*Material for this task*.
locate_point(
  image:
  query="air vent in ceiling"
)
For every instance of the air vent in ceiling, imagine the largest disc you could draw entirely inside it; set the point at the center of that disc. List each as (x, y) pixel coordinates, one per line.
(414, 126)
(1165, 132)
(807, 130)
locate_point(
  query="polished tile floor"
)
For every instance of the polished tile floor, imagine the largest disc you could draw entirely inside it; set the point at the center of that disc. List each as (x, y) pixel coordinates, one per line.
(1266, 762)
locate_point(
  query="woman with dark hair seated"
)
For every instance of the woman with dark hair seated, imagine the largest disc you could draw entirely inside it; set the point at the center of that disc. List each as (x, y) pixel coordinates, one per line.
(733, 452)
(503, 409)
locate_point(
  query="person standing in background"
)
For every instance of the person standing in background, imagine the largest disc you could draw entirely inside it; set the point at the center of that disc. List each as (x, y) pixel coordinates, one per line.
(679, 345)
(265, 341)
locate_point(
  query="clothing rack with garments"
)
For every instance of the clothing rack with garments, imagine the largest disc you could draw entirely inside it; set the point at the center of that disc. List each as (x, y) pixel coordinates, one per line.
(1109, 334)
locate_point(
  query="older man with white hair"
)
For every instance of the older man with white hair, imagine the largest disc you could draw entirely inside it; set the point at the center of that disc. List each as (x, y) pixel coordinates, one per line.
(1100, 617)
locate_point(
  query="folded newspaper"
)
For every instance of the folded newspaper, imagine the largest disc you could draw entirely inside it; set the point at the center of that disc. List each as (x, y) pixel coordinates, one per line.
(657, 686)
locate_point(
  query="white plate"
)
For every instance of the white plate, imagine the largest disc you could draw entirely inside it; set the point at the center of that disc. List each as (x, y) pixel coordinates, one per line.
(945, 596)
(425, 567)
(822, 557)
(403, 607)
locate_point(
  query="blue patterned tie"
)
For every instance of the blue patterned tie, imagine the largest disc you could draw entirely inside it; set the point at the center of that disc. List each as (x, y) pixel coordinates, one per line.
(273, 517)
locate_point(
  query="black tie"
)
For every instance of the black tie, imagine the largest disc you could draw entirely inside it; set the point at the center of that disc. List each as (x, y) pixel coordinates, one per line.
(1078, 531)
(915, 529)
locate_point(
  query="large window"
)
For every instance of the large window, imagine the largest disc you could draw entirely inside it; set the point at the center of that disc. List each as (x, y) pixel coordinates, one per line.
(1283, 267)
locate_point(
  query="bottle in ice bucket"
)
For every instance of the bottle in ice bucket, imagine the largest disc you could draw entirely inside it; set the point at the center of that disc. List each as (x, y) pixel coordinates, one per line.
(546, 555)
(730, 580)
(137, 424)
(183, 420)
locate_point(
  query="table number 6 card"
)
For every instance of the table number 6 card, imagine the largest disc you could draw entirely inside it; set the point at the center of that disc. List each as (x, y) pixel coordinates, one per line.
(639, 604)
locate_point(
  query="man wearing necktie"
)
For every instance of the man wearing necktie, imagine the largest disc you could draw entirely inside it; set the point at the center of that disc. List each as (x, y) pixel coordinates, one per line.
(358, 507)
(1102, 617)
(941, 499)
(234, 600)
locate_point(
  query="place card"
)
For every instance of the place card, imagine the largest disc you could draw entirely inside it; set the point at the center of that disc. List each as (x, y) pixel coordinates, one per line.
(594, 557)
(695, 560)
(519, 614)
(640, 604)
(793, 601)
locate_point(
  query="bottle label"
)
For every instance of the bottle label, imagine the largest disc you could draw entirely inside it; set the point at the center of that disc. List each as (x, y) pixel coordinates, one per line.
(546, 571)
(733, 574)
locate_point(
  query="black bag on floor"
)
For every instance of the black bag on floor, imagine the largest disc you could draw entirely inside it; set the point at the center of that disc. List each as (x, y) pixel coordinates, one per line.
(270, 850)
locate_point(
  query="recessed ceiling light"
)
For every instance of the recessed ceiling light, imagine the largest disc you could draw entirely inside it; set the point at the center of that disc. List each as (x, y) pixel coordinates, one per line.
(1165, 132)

*Exercise*.
Retype the whole of the listing. Nothing may be altered or omitted.

*Expected answer*.
locate_point(
  image:
  query="air vent in ceiling"
)
For every instance of the air vent in ceiling, imagine the largest disc you could draw entirely inside it; set the point at the center of that disc. List each as (x, y) pixel coordinates, one per line.
(414, 126)
(1165, 132)
(807, 130)
locate_point(
  query="polished tile floor"
)
For every instance of the polished tile floor, imagine the largest disc you could draw entirely inside it; set the point at the center of that disc. List each as (x, y) pixel coordinates, one per line.
(1266, 762)
locate_point(
  query="woman with dark hair seated"
)
For every instance of the woman with dark hair seated, imagine the largest disc you could draw entirely inside it; set the point at the center of that disc. List each as (x, y) pixel coordinates, one per line.
(733, 452)
(503, 409)
locate_point(
  query="person standing in background"
)
For every instance of the person standing in background, imagine the largest disc you could draw entirely inside it; set the point at the center of that disc. List each as (x, y) pixel coordinates, one per line.
(679, 345)
(265, 341)
locate_point(
  query="clothing rack with garments"
)
For every instance of the clothing rack with garments, imagine the largest disc you could draw entirely inside it; set the point at the center of that disc. List each as (x, y) pixel coordinates, one per line.
(1109, 334)
locate_point(
  query="older man with white hair"
)
For every instance of the older man with white hair, imagine the largest disc you could draw entirely inside it; set the point at the center of that disc. List each as (x, y) pixel coordinates, one per line.
(1100, 617)
locate_point(
  query="folded newspaper"
)
For every instance of the folded newspaper, imagine the largest disc you could draw entirely inside it; set the point at the center of that disc. List each as (x, y) pixel coordinates, one per line.
(657, 686)
locate_point(
  query="white plate"
)
For every instance of the white plate, imagine the largest disc you could draw entirely inside it; set the point at the center of that disc. List each as (x, y) pixel coordinates, one per line.
(945, 596)
(425, 567)
(822, 557)
(403, 607)
locate_point(
  query="blue patterned tie"
)
For every instance of the blue patterned tie, imagine the largest disc you could draw entirely inside it; set the point at the center of that disc. List each as (x, y) pixel coordinates, one per line.
(273, 517)
locate_point(
  query="black tie"
)
For every instance of the black tie, imagine the largest disc you could draw entirely inside it; set the point at the center of that disc. List each as (x, y) pixel coordinates, one per line.
(1078, 531)
(915, 529)
locate_point(
  query="large window"
)
For every instance of the large window, imagine the largest disc you could draw entirely inside it; set the point at the center of that disc. List each as (x, y) pixel coordinates, one per line.
(1283, 267)
locate_point(
  query="bottle in ice bucket"
)
For every instance of the bottle in ice bucket, imagine the largest disc you could draw entirely inside it; set the point at the center of that disc. List each as (x, y) pixel coordinates, one per line.
(546, 555)
(730, 580)
(137, 424)
(183, 420)
locate_point(
  query="table number 6 card"
)
For every instance of the table number 6 card, imagine the largest disc you could draw entirely inside it; set the point at the center of that disc. List each as (x, y) pixel coordinates, one per line.
(639, 604)
locate_point(
  query="man wearing necktie"
)
For every instance of the man wearing necktie, imagine the largest disc you could draw entirely inside it; set the point at the center of that disc. List each as (x, y) pixel coordinates, one per line.
(358, 507)
(1102, 617)
(941, 499)
(234, 600)
locate_point(
  query="place card"
)
For every instance of the place card, imagine the largest disc you could draw entirely inside it; set the point at the center of that disc. List each as (x, y) pixel coordinates, one per line.
(594, 557)
(695, 560)
(519, 614)
(640, 604)
(793, 601)
locate_point(
  query="bottle label"
)
For every instance of the bottle label, imagine the largest disc you could draw entirely inside it; set the point at the center of that disc. List each as (x, y) pixel coordinates, one per line.
(546, 571)
(733, 574)
locate_point(
  query="black bag on floor"
)
For every instance of the black bag on floor, imagine the largest disc you could draw entirely inside it; set the point at the center of that disc. List each as (x, y) pixel coordinates, one per line.
(270, 850)
locate_point(
  query="recessed ceiling light"
)
For every instance of the recessed ceiling light, imagine the largest disc you could draw entirely inside it; set the point at the center of that disc. List each as (x, y) pixel coordinates, one per line.
(1165, 132)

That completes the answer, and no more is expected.